*** Opening DATASET CONTENT ***

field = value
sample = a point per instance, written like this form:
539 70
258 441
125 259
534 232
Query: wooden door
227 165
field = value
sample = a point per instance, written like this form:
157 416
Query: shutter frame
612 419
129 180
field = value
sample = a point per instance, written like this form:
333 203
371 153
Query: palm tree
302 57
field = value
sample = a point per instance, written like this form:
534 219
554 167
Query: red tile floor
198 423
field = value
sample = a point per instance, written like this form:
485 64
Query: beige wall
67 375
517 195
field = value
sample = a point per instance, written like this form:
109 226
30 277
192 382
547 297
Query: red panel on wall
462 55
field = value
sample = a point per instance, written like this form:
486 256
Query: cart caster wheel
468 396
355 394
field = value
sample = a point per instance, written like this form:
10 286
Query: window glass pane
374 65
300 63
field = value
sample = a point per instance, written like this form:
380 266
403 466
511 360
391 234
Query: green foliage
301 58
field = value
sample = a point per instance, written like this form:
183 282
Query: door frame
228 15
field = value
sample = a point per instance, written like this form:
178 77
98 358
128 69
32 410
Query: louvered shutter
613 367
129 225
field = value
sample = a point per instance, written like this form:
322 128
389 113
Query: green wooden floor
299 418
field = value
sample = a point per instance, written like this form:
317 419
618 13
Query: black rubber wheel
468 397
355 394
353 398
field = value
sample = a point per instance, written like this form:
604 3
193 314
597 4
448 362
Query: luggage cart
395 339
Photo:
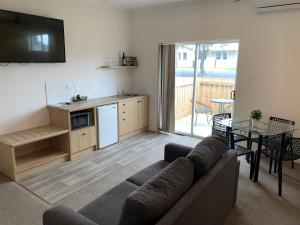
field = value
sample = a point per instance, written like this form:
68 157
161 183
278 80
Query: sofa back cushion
148 203
205 154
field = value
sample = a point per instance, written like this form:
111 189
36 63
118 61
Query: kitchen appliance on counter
81 119
107 124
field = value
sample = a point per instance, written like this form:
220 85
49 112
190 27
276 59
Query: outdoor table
264 130
222 102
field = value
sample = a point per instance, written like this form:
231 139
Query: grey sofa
190 186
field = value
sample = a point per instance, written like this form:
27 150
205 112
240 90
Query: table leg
281 153
257 158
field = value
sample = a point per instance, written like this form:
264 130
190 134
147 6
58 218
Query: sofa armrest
175 151
61 215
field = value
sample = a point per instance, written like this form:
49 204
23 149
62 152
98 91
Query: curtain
167 61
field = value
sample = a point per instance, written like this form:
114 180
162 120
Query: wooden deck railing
206 89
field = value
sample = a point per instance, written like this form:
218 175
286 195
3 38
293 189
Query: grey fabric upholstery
168 197
61 215
147 204
106 210
210 200
207 153
174 151
146 174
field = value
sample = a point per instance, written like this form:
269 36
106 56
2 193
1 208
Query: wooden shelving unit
28 149
38 158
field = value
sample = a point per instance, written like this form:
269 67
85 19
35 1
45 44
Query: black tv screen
26 38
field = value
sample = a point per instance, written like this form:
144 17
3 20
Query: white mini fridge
107 125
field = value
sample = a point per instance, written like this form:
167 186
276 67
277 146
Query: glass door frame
197 44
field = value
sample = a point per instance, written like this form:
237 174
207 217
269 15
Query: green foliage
256 114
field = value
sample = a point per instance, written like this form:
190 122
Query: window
221 55
179 56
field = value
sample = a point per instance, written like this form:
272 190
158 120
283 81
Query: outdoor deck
202 128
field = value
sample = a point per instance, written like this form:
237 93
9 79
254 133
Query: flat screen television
27 38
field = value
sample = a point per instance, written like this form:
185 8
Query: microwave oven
81 119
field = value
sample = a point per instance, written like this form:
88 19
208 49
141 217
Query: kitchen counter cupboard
28 151
133 118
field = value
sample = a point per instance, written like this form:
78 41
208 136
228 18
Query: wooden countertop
91 103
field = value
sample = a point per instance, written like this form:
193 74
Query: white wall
92 33
268 72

*** Closing DATASET CONTENT ***

The copy must match the listing above exactly but contain no pictures.

field = value
sample = a point per instance, written like this form:
539 70
258 441
125 259
534 232
Query: wooden door
227 165
field = value
sample = a point per instance, written like this form:
157 416
Query: shutter frame
612 419
129 180
field = value
sample = a point per instance, written like this form:
333 203
371 153
Query: palm tree
302 57
field = value
sample = a point per instance, written like this form:
534 219
554 167
Query: red tile floor
198 423
field = value
sample = a point per instance, written like this form:
485 64
Query: beige wall
67 375
517 195
field = value
sample = a point per instance, written like this form:
109 226
30 277
192 382
547 297
Query: red panel on wall
462 55
field = value
sample = a point per instance, written like this form:
486 256
Query: cart caster wheel
468 396
355 394
field = value
sample = a point per instance, written like this form:
10 286
Query: window glass pane
374 65
300 63
field = value
sample = a point per instance, written like this form:
380 266
403 466
511 360
391 234
Query: green foliage
301 58
field = value
sample = a point per instance, written like this form:
183 282
Query: door frame
228 15
field = value
sample = a point per instance, written like this form:
178 77
98 358
128 69
32 410
Query: louvered shutter
613 367
129 225
field = value
sample = a point per instance, written like this form:
322 128
389 113
Query: green wooden floor
299 418
field = value
sample = a point per instance, written like this form:
317 419
618 13
Query: black rubber wheel
468 397
355 394
353 398
field = value
sample = a point per instance, written like this form:
604 3
193 314
597 4
448 362
Query: luggage cart
395 339
Photo:
field = value
sample = a point per instance, written like this form:
68 157
161 183
278 80
Query: sofa back cushion
148 203
205 154
field = value
sample = a point per instance, written like this form:
111 189
36 63
118 61
Query: kitchen appliance on counter
81 119
107 124
field = value
sample = a point per instance, written like this form:
220 85
49 112
190 27
276 59
Query: outdoor table
264 130
222 102
field = value
sample = a point per instance, written like this form:
231 139
Query: grey sofa
190 186
field = value
sample = a point per instance, written like this form:
27 150
205 112
240 90
Query: table leg
281 153
257 158
field = value
sample = a point per instance, written like this form:
264 130
190 134
147 6
58 218
Query: sofa armrest
175 151
61 215
field = value
sample = a point per instance, written like this form:
49 204
23 149
62 152
98 91
Query: curtain
167 61
field = value
sample = a point per instance, written like this form:
114 180
162 120
Query: wooden deck railing
206 89
field = value
sample = a point per instance, written like this form:
218 175
286 195
3 38
293 189
Query: grey fabric upholstery
168 197
61 215
147 204
106 210
210 200
207 153
174 151
146 174
field = value
sample = a point per instance, written like this form:
269 36
106 56
2 193
1 208
Query: wooden shelving unit
28 149
38 158
field = value
sample = a point per instance, written like this form:
269 67
85 19
35 1
45 44
Query: black tv screen
26 38
field = value
sample = a point per instance, written like this form:
144 17
3 20
Query: white mini fridge
107 125
field = value
sample = a point per instance, written like this form:
167 186
276 67
277 146
Query: glass door frame
197 44
field = value
sample = a point per instance, written like this form:
237 174
207 217
269 15
Query: green foliage
256 114
field = value
sample = a point per instance, written like this form:
190 122
Query: window
221 55
179 56
field = value
sample = a point per instance, written like this form:
272 190
158 120
283 81
Query: outdoor deck
202 128
field = value
sample = a point per instance, written like this form:
237 93
9 79
254 133
Query: flat screen television
27 38
field = value
sample = a point per instance, written like this form:
185 8
Query: microwave oven
81 119
field = value
sample = a point per instance, written like this form:
88 19
208 49
141 217
Query: kitchen counter cupboard
28 151
133 118
field = value
sample = a point per instance, written like this form:
78 41
208 136
228 18
Query: wooden countertop
91 103
field = value
sample = a point per instance, written like this form:
193 74
Query: white wall
92 33
268 72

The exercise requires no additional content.